* **EXCERPT PROVIDED**
-- -- --

Connection refused when trying to connect to Distributed worker
Hello everyone :) I am trying to use multiple workers with Distributed, however it doesn't work as planned. I always get a connection refused error as below:
ERROR: TaskFailedException
nested task error: IOError: connect: connection refused (ECONNREFUSED)
Stacktrace:
[1] worker_from_id(pg::Distributed.ProcessGroup, i::Int64)
@ Distributed /usr/local/julia/share/julia/stdlib/v1.7/Distributed/src/cluster.jl:1089
[2] worker_from_id
@ /usr/local/julia/share/julia/stdlib/v1.7/Distributed/src/cluster.jl:1086 [inlined]
[3] #remote_do#166
@ /usr/local/julia/share/julia/stdlib/v1.7/Distributed/src/remotecall.jl:561 [inlined]
[4] remote_do
@ /usr/local/julia/share/julia/stdlib/v1.7/Distributed/src/remotecall.jl:561 [inlined]
[5] kill(manager::Distributed.SSHManager, pid::Int64, config::WorkerConfig)
@ Distributed /usr/local/julia/share/julia/stdlib/v1.7/Distributed/src/managers.jl:673
[6] create_worker(manager::Distributed.SSHManager, wconfig::WorkerConfig)
@ Distributed /usr/local/julia/share/julia/stdlib/v1.7/Distributed/src/cluster.jl:600
[7] setup_launched_worker(manager::Distributed.SSHManager, wconfig::WorkerConfig, launched_q::Vector{Int64})
@ Distributed /usr/local/julia/share/julia/stdlib/v1.7/Distributed/src/cluster.jl:541
[8] (::Distributed.var"#41#44"{Distributed.SSHManager, Vector{Int64}, WorkerConfig})()
@ Distributed ./task.jl:423
caused by: IOError: connect: connection refused (ECONNREFUSED)
Stacktrace:
[1] wait_connected(x::Sockets.TCPSocket)
@ Sockets /usr/local/julia/share/julia/stdlib/v1.7/Sockets/src/Sockets.jl:532
[2] connect
@ /usr/local/julia/share/julia/stdlib/v1.7/Sockets/src/Sockets.jl:567 [inlined]
[3] connect_to_worker(host::String, port::Int64)
@ Distributed /usr/local/julia/share/julia/stdlib/v1.7/Distributed/src/managers.jl:632
[4] connect(manager::Distributed.SSHManager, pid::Int64, config::WorkerConfig)
@ Distributed /usr/local/julia/share/julia/stdlib/v1.7/Distributed/src/managers.jl:559
[5] create_worker(manager::Distributed.SSHManager, wconfig::WorkerConfig)
@ Distributed /usr/local/julia/share/julia/stdlib/v1.7/Distributed/src/cluster.jl:596
[6] setup_launched_worker(manager::Distributed.SSHManager, wconfig::WorkerConfig, launched_q::Vector{Int64})
@ Distributed /usr/local/julia/share/julia/stdlib/v1.7/Distributed/src/cluster.jl:541
[7] (::Distributed.var"#41#44"{Distributed.SSHManager, Vector{Int64}, WorkerConfig})()
@ Distributed ./task.jl:423
Stacktrace:
[1] sync_end(c::Channel{Any})
@ Base ./task.jl:381
[2] macro expansion
@ ./task.jl:400 [inlined]
[3] addprocs_locked(manager::Distributed.SSHManager; kwargs::Base.Pairs{Symbol, Any, NTuple{4, Symbol}, NamedTuple{(:exename, :dir, :sshflags, :exeflags), Tuple{String, String, Vector{String}, Cmd}}})

-- -- --

* **EXERCISE INSTRUCTIONS**
Transcribe verbatim the portion of the forum post on the refused Distributed worker connection, starting with "Connection refused when" and going on through "[1] worker_from_id(pg::Distributed.ProcessGroup, i::Int64)".

* **INFORMATION SUPPLIED**
-- -- --

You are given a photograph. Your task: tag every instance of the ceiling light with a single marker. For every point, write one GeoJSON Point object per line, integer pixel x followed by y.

-- -- --

* **COMPLETED EXERCISE**
Connection refused when trying to connect to Distributed worker
Hello everyone :) I am trying to use multiple workers with Distributed, however it doesn't work as planned. I always get a connection refused error as below:
ERROR: TaskFailedException
nested task error: IOError: connect: connection refused (ECONNREFUSED)
Stacktrace:
[1] worker_from_id(pg::Distributed.ProcessGroup, i::Int64)